### Source

I am pleased to come before you today to introduce the 1999 Estimates for the Finance Group of Votes, excluding Vote No. 10 - Office of Public Works, and Vote 44 - Flood Relief, which I understand will be taken later today by my colleague, Deputy Martin Cullen, Minister of State at the Department with responsibility for the Office of Public Works.
The Finance group of Estimates totals more than £429 million. The largest Vote in the group is the Vote for the Office of the Revenue Commissioners which amounts to a net total of more than £167 million. The next largest Vote is for Superannuation and Retired Allowances which amounts to more than £106 million while the Vote for my Department is the third largest at more than £46 million. Members will note that there is a new Vote this year, namely Vote 45 entitled Year 2000 Expenditure, to which I will return later. In addition there is a new Vote No. 4 which shows separately for the first time, expenditure on Ordnance Survey Ireland which was previously included in the former Valuation and Ordnance Survey Vote which now only includes the Valuation Office.
The separation of the Valuation Office and Ordnance Survey Votes reflects the development of the two offices. In his 1997 budget speech, the Minister for Finance announced his intention to establish Ordnance Survey Ireland as an agency rather than a sub-office of the Department of Finance. This was to allow greater autonomy in the ongoing development of its commercial activities.
Members have already been provided with background briefing on the Estimates for which approval is sought for 1999. During our debate this afternoon I will be happy to provide any further information Members may require.
I propose, before dealing with the details of individual Votes, to follow the usual practice of summarising recent economic developments and the overall state of public finances.
Ireland has experienced a period of outstanding economic performance in the past five years as illustrated by the following:
- GDP has grown by more than 9 per cent in the period 1994-98. This compares with an EU average annual growth rate of 2.6 per cent since 1993; in 1993 the rate of unemployment was almost 17 per cent. It has now declined to around 6 per cent.
- In 1998, the number of long-term unemployed amounted to more than 10 per cent of the labour force. At present, the corresponding figure is approximately 3 per cent of the labour force.
- The Exchequer borrowing requirement was eliminated in 1998 and an Exchequer surplus of £747 million or 1.5 per cent of GNP was recorded. The level of Government debt in relation to GDP has declined from 120 per cent in 1986 to 52 per cent at end 1998.
Social partnership agreements between the Government, employees and other interests have played a crucial role during this period of fiscal consolidation and economic expansion. Low inflation, moderate wage increases linked to targeted tax reductions and improved social services have underpinned our economic progress. This stability has been a key factor in encouraging business confidence and strong investment by both foreign and domestic companies.
Other factors such as a favourable demographic structure and high levels of public investment in physical and human capital, undertaken with the help of EU Structural and Cohesion Funds, have also played their part in our recent economic progress.

Annotation records
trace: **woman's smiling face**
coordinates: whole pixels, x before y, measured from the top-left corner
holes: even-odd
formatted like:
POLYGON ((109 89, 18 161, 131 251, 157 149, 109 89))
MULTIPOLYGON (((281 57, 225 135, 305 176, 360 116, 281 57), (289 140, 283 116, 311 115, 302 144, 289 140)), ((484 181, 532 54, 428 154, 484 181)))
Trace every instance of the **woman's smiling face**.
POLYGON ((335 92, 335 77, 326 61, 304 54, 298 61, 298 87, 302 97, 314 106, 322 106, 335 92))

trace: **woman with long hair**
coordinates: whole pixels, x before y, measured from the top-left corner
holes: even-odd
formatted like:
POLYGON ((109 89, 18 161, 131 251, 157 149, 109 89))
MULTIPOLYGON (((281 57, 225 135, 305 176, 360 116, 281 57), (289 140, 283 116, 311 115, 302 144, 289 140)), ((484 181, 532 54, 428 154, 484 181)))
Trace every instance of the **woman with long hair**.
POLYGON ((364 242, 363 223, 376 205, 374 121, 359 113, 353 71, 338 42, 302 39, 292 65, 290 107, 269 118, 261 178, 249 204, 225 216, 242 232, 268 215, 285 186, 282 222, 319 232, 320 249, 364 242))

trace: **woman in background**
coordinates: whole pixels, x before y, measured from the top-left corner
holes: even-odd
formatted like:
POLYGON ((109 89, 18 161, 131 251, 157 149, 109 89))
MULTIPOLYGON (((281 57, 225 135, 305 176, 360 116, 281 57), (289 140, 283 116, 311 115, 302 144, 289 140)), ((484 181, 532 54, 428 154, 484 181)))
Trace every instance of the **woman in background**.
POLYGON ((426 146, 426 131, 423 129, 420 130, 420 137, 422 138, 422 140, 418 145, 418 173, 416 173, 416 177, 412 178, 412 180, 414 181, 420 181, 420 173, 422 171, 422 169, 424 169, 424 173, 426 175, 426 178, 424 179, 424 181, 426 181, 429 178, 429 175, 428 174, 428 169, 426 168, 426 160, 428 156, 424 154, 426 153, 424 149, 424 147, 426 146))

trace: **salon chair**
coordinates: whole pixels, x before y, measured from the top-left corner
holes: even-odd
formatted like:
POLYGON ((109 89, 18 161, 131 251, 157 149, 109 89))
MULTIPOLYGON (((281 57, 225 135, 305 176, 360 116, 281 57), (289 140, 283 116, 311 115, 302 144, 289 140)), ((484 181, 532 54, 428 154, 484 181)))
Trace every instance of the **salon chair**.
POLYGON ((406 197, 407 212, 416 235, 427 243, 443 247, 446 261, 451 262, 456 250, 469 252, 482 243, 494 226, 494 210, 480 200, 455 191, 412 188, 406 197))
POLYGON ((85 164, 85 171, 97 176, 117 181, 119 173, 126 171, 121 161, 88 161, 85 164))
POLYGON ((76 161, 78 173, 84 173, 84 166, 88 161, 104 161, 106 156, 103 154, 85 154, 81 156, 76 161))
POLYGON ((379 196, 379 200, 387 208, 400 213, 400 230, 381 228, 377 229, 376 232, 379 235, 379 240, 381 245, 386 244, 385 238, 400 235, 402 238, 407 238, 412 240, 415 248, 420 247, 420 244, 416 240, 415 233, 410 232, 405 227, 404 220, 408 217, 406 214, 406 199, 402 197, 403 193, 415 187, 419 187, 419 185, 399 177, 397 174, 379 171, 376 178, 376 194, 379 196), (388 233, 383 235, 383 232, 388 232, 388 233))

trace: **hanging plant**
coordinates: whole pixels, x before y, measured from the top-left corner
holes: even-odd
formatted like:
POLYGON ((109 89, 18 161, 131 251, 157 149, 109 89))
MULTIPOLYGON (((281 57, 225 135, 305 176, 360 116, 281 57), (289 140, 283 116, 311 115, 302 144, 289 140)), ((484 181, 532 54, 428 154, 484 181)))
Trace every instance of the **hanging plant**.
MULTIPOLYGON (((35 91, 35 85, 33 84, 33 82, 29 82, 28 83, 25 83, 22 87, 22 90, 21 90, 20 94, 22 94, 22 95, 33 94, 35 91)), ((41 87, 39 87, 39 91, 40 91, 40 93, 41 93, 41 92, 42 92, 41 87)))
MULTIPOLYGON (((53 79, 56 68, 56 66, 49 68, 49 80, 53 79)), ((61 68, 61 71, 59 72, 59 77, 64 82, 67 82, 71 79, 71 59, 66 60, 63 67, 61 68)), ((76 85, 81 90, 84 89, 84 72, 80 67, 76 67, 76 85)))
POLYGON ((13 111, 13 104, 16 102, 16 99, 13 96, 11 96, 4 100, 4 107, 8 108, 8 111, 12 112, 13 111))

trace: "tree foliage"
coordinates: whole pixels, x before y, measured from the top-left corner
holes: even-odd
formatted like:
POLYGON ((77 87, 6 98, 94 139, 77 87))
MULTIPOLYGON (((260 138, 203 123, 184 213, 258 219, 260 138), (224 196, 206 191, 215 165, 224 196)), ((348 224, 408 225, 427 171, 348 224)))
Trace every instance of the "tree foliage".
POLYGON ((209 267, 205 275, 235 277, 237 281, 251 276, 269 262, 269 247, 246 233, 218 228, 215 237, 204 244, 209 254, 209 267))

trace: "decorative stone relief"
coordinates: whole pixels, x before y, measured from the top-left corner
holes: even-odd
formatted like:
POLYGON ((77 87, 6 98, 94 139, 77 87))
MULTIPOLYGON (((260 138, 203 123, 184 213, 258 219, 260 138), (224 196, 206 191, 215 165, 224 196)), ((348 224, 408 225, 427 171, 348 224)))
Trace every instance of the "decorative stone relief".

### Set exercise 1
Answer these questions using the Estimates speech:
(a) What is the net total of the Vote for the Office of the Revenue Commissioners?
(b) How large was the Exchequer surplus recorded in 1998?
(c) What was the level of Government debt in relation to GDP at end 1998?
### Set exercise 2
Repeat the passage of the Estimates speech starting at "Social partnership agreements" and ending at "recent economic progress.".
### Set exercise 3
List every Vote that the Estimates speech identifies by number, giving each number with what the Vote covers.

### Solution 1
(a) More than £167 million
(b) £747 million, or 1.5 per cent of GNP
(c) 52 per cent

### Solution 2
Social partnership agreements between the Government, employees and other interests have played a crucial role during this period of fiscal consolidation and economic expansion. Low inflation, moderate wage increases linked to targeted tax reductions and improved social services have underpinned our economic progress. This stability has been a key factor in encouraging business confidence and strong investment by both foreign and domestic companies.
Other factors such as a favourable demographic structure and high levels of public investment in physical and human capital, undertaken with the help of EU Structural and Cohesion Funds, have also played their part in our recent economic progress.

### Solution 3
- Vote No. 10: Office of Public Works
- Vote 44: Flood Relief
- Vote 45: Year 2000 Expenditure
- Vote No. 4: expenditure on Ordnance Survey Ireland